**Exercise instructions**: Continue the passage on U.S. and Canadian clean energy investment from its last sentence.

**Text under study**:
+++

All of this stands in stark contrast to last week’s U.S. approval of the East Coast’s first big offshore wind farm. The United States has already taken a number of steps to encourage clean energy production and this is an area where Canada is lagging behind. The Pembina Institute estimates that in 2010, the United States is set to outspend Canada nearly 18:1 per capita on renewables and more than 8:1 per capita overall on clean energy programs. A new report by Environmental Defence Canada shows that Canada is falling behind by approximately 66,000 new, green jobs because of this lag in clean energy investment. Yet, in the United States we also need to do much, much more. For both of our countries to be competitive in the future, we need a strong investment in clean energy that will bring millions of jobs (with 1.7 million jobs already committed in existing and proposed U.S. legislation) for carpenters, electricians, steelworkers, machinists, wind turbine technicians and electric car manufacturers. Instead, over the next 15 years, an anticipated US$379 billion will be invested by energy companies in Alberta’s tar sands – money that a recent WWF-UK report shows would benefit us more if put into clean energy instead.

+++

**Source material**:
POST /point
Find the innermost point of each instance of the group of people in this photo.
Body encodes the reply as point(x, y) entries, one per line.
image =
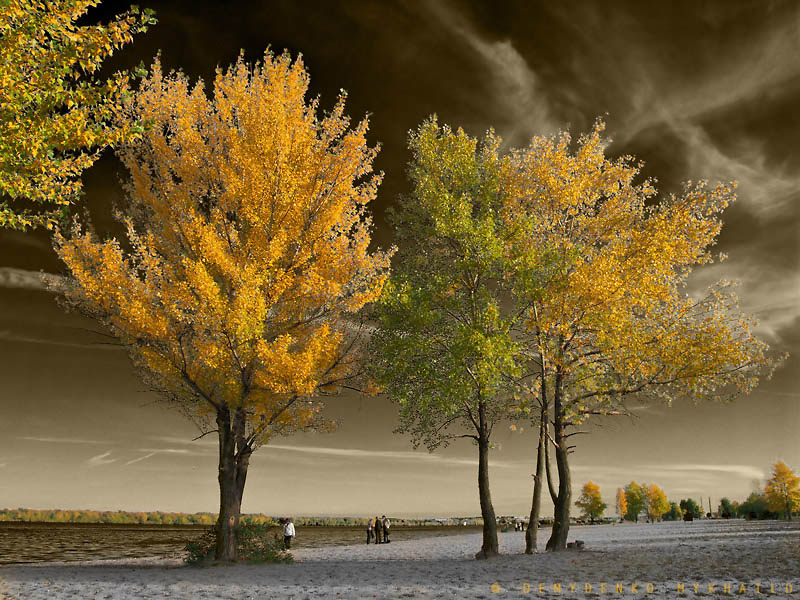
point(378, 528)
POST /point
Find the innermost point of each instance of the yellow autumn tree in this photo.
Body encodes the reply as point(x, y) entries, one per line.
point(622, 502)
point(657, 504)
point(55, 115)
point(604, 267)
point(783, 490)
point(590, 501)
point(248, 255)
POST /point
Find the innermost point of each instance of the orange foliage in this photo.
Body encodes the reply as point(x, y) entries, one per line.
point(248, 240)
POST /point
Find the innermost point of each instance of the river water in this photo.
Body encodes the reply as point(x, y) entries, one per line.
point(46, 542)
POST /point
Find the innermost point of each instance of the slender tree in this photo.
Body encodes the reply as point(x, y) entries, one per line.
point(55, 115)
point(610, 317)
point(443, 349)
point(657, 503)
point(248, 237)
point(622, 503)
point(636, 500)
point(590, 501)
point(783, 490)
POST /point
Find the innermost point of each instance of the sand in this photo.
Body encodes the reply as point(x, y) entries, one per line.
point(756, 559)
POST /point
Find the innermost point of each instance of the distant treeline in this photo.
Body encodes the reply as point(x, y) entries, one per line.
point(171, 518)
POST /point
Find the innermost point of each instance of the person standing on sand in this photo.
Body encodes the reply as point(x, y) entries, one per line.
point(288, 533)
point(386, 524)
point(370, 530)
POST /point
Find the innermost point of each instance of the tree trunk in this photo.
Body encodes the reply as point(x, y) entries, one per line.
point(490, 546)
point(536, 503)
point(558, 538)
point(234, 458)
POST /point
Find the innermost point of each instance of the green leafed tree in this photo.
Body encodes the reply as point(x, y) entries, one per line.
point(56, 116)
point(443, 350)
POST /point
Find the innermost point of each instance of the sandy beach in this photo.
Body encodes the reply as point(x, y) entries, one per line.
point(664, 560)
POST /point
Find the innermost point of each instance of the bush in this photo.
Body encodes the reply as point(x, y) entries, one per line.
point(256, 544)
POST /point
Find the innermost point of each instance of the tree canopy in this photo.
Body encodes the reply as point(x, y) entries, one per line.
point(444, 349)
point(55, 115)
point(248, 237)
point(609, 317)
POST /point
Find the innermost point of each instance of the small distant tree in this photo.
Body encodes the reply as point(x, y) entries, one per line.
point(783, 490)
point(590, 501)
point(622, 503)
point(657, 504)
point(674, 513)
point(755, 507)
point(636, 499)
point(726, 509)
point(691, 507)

+++

**Task result**:
Since the political stalemate occurred over the Senate climate bill – ironically, the very weekend I was helping with the Earth Day climate rally on the National Mall – the number of voices calling for new climate legislation has been increasing daily. In the past week, business executives, labor unions, religious groups, and environmental organizations have said loud and clear that they want our lawmakers to pass a clean energy and climate bill now.
We can’t sit by and watch our future be held hostage to political maneuvering. Climate should not be a partisan issue and our future should not depend on oil companies’ love of their profits. Curbing climate change is about creating jobs at home, protecting the health of our children, saying no to fossil fuels, and trusting in our ability to move quickly to a clean energy economy.
The question is: Will our two countries acknowledge that fossil fuels are not the right choice and instead give us a real choice for a healthy and prosperous future.